• Activity: Copy the data as given. No line may be skipped.

• Input material:
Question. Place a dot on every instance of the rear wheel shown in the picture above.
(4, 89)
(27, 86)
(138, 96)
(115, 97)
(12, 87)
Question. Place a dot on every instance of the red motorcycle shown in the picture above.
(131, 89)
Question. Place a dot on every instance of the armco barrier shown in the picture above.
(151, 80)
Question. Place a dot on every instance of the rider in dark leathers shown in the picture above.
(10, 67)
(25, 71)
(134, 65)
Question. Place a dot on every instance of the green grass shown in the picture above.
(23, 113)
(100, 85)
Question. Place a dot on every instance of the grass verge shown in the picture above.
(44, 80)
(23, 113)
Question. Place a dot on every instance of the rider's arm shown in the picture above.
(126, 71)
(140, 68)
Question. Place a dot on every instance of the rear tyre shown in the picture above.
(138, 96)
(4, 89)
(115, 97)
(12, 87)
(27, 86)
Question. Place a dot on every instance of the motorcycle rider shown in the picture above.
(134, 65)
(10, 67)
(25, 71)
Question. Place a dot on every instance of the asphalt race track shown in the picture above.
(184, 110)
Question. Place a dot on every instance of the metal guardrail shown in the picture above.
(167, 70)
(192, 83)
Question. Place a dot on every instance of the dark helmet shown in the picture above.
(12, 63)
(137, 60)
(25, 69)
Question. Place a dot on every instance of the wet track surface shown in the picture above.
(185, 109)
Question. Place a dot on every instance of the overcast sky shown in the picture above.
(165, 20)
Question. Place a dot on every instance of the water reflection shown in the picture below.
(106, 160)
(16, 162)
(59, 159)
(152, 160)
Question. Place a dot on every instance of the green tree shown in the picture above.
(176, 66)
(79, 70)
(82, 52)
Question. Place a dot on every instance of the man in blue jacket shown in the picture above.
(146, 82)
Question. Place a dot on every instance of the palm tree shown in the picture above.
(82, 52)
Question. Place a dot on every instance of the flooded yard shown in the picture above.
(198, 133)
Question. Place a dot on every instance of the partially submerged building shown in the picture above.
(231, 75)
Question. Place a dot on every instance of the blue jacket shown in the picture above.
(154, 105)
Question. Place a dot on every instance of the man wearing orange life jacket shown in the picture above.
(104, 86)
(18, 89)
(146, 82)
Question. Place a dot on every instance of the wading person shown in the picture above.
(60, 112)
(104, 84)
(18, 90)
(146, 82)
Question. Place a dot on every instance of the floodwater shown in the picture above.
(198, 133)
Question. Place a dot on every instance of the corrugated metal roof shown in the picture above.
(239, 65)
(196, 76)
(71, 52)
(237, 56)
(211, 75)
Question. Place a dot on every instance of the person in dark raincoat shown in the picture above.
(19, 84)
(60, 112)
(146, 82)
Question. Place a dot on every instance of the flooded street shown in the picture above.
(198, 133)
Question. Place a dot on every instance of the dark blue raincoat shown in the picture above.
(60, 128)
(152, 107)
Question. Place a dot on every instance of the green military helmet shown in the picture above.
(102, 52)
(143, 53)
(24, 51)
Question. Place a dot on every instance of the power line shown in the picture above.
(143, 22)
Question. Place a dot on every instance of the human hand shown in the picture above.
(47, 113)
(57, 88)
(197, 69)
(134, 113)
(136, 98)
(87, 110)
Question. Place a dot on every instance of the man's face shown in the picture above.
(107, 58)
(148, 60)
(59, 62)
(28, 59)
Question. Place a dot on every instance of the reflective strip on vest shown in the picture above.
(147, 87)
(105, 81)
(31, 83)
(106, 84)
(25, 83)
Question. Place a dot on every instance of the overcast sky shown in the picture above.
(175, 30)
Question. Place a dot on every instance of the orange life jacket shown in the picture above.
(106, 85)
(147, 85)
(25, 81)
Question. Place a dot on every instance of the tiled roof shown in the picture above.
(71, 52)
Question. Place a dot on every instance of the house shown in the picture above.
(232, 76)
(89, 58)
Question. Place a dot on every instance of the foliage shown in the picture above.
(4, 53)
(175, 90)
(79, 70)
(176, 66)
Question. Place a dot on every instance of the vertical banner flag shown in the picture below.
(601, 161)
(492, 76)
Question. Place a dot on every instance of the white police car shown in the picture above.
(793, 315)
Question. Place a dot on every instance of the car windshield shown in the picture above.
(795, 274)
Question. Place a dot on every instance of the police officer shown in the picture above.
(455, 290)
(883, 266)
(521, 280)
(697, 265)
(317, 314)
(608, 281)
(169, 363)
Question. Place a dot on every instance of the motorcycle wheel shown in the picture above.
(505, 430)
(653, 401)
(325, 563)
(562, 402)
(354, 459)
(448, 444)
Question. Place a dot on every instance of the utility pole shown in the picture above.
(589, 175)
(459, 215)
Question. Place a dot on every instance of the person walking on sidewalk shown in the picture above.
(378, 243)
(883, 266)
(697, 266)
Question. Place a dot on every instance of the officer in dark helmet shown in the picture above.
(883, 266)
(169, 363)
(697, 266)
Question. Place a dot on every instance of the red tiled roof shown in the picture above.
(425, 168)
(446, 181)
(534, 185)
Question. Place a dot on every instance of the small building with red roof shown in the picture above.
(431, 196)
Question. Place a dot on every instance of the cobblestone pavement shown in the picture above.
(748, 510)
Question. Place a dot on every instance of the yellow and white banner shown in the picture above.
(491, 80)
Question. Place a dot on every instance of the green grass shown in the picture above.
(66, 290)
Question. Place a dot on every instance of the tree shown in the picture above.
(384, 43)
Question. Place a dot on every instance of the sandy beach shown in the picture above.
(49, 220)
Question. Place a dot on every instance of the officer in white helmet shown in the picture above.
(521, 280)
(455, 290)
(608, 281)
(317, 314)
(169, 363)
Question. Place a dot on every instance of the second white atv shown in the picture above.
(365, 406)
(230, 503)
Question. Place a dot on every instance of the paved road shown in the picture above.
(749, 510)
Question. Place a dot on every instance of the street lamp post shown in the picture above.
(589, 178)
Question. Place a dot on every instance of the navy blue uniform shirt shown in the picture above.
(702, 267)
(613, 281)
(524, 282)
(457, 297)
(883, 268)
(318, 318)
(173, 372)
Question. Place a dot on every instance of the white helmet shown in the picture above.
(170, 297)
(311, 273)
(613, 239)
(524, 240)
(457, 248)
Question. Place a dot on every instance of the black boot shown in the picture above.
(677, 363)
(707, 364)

• Exercise response:
Question. Place a dot on every instance of the rear wheel shown in the picture above.
(4, 89)
(27, 86)
(138, 96)
(115, 97)
(12, 87)
Question. Place a dot on every instance of the red motorcycle shown in the picture above.
(131, 89)
Question. Place a dot on every instance of the armco barrier shown in the picture above.
(151, 80)
Question. Place a dot on every instance of the rider in dark leathers shown in the picture above.
(10, 67)
(25, 71)
(134, 65)
Question. Place a dot on every instance of the green grass shown in the picture above.
(23, 113)
(100, 85)
Question. Place a dot on every instance of the grass verge shown in the picture above.
(44, 80)
(23, 113)
Question. Place a dot on every instance of the rider's arm shown in the picture above.
(126, 71)
(140, 68)
Question. Place a dot on every instance of the rear tyre shown in the picture above.
(138, 96)
(4, 89)
(115, 97)
(12, 87)
(27, 86)
Question. Place a dot on every instance of the motorcycle rider shown in the picture above.
(134, 65)
(10, 67)
(25, 71)
Question. Place a dot on every instance of the asphalt race track shown in the picture above.
(184, 110)
Question. Place a dot on every instance of the metal guardrail shown in the picture above.
(167, 70)
(192, 83)
Question. Place a dot on every instance of the dark helmet shown in the picture above.
(12, 63)
(137, 60)
(25, 69)
Question. Place a dot on every instance of the wet track surface shown in the picture above.
(185, 109)
Question. Place a dot on every instance of the overcast sky shown in the picture above.
(165, 20)
Question. Place a dot on every instance of the water reflection shown in the picture below.
(106, 160)
(16, 162)
(59, 159)
(152, 160)
Question. Place a dot on every instance of the green tree shown in the picture above.
(176, 66)
(79, 70)
(82, 52)
Question. Place a dot on every instance of the man in blue jacket shown in the picture above.
(146, 82)
Question. Place a dot on every instance of the palm tree shown in the picture above.
(82, 52)
Question. Place a dot on every instance of the flooded yard shown in the picture above.
(198, 133)
Question. Place a dot on every instance of the partially submerged building shown in the picture above.
(231, 75)
Question. Place a dot on every instance of the blue jacket shown in the picture above.
(154, 105)
Question. Place a dot on every instance of the man wearing orange life jacket shown in the picture above.
(104, 86)
(18, 89)
(146, 82)
Question. Place a dot on every instance of the wading person shown in the picture above.
(60, 112)
(104, 84)
(18, 90)
(146, 82)
Question. Place a dot on every instance of the floodwater shown in the picture above.
(198, 133)
Question. Place a dot on every instance of the corrugated metal roof shown in the picture above.
(239, 65)
(196, 76)
(71, 52)
(237, 56)
(211, 75)
Question. Place a dot on every instance of the person in dark raincoat shown in the picture above.
(19, 84)
(60, 112)
(146, 82)
Question. Place a dot on every instance of the flooded street shown in the picture above.
(198, 133)
Question. Place a dot on every instance of the dark blue raincoat shown in the picture above.
(60, 128)
(152, 107)
Question. Place a dot on every instance of the green military helmet shown in the picture above.
(102, 52)
(143, 53)
(24, 51)
Question. Place a dot on every instance of the power line shown in the picture above.
(143, 22)
Question. Place a dot on every instance of the human hand shown in the picture above.
(47, 113)
(57, 88)
(197, 69)
(134, 113)
(136, 98)
(87, 110)
Question. Place a dot on every instance of the man's face shown in the picture above.
(107, 58)
(148, 60)
(59, 62)
(28, 59)
Question. Place a dot on every instance of the reflective strip on vest shown in the picture above.
(147, 87)
(105, 81)
(31, 83)
(106, 84)
(25, 83)
Question. Place a dot on every instance of the overcast sky shown in the picture above.
(175, 30)
Question. Place a dot on every instance of the orange life jacket shown in the picture above.
(106, 85)
(147, 85)
(25, 81)
Question. Place a dot on every instance of the tiled roof shown in the picture above.
(71, 52)
Question. Place a dot on every instance of the house shown in the picture above.
(232, 76)
(89, 58)
Question. Place a dot on every instance of the foliage shown in the picture above.
(4, 53)
(175, 90)
(79, 70)
(176, 66)
Question. Place a dot on every instance of the vertical banner flag shown in the picture below.
(601, 161)
(492, 76)
Question. Place a dot on every instance of the white police car shown in the picture above.
(793, 315)
Question. Place a dot on every instance of the car windshield shown in the picture above.
(795, 274)
Question. Place a dot on every instance of the police officer shown in the picture above.
(455, 290)
(883, 266)
(521, 280)
(697, 265)
(317, 314)
(608, 281)
(169, 363)
Question. Place a dot on every instance of the motorcycle wheel shown in the picture above.
(505, 430)
(653, 401)
(325, 563)
(562, 402)
(354, 459)
(448, 444)
Question. Place a dot on every instance of the utility pole shown in the picture above.
(589, 175)
(459, 215)
Question. Place a dot on every instance of the person walking on sidewalk shown in the picture above.
(378, 243)
(883, 266)
(697, 266)
Question. Place a dot on every instance of the officer in dark helmet shown in the picture above.
(883, 266)
(169, 363)
(697, 266)
Question. Place a dot on every instance of the red tiled roof shown in the picture above.
(425, 168)
(446, 181)
(534, 185)
Question. Place a dot on every instance of the small building with red roof shown in the picture above.
(431, 196)
Question. Place a dot on every instance of the cobblestone pavement shown in the picture above.
(748, 510)
Question. Place a dot on every instance of the yellow and white banner shown in the picture above.
(491, 80)
Question. Place a dot on every instance of the green grass shown in the picture above.
(66, 290)
Question. Place a dot on every instance of the tree shown in the picture above.
(384, 43)
Question. Place a dot on every instance of the sandy beach shown in the picture above.
(49, 220)
Question. Place a dot on every instance of the officer in white helmet shown in the picture above.
(521, 280)
(455, 290)
(608, 281)
(317, 314)
(169, 363)
Question. Place a dot on every instance of the second white atv shown in the picture above.
(365, 406)
(230, 503)
Question. Place a dot on every instance of the paved road shown in the picture above.
(749, 510)
Question. Place a dot on every instance of the street lamp post shown in the picture above.
(589, 178)
Question. Place a dot on every instance of the navy blue uniform shirt shown in the picture above.
(702, 267)
(613, 281)
(524, 282)
(457, 297)
(883, 268)
(318, 318)
(173, 372)
Question. Place a dot on every instance of the white helmet shown in the picture above.
(170, 297)
(311, 273)
(613, 239)
(524, 240)
(457, 248)
Question. Place a dot on every instance of the black boot shown in the picture above.
(677, 363)
(707, 364)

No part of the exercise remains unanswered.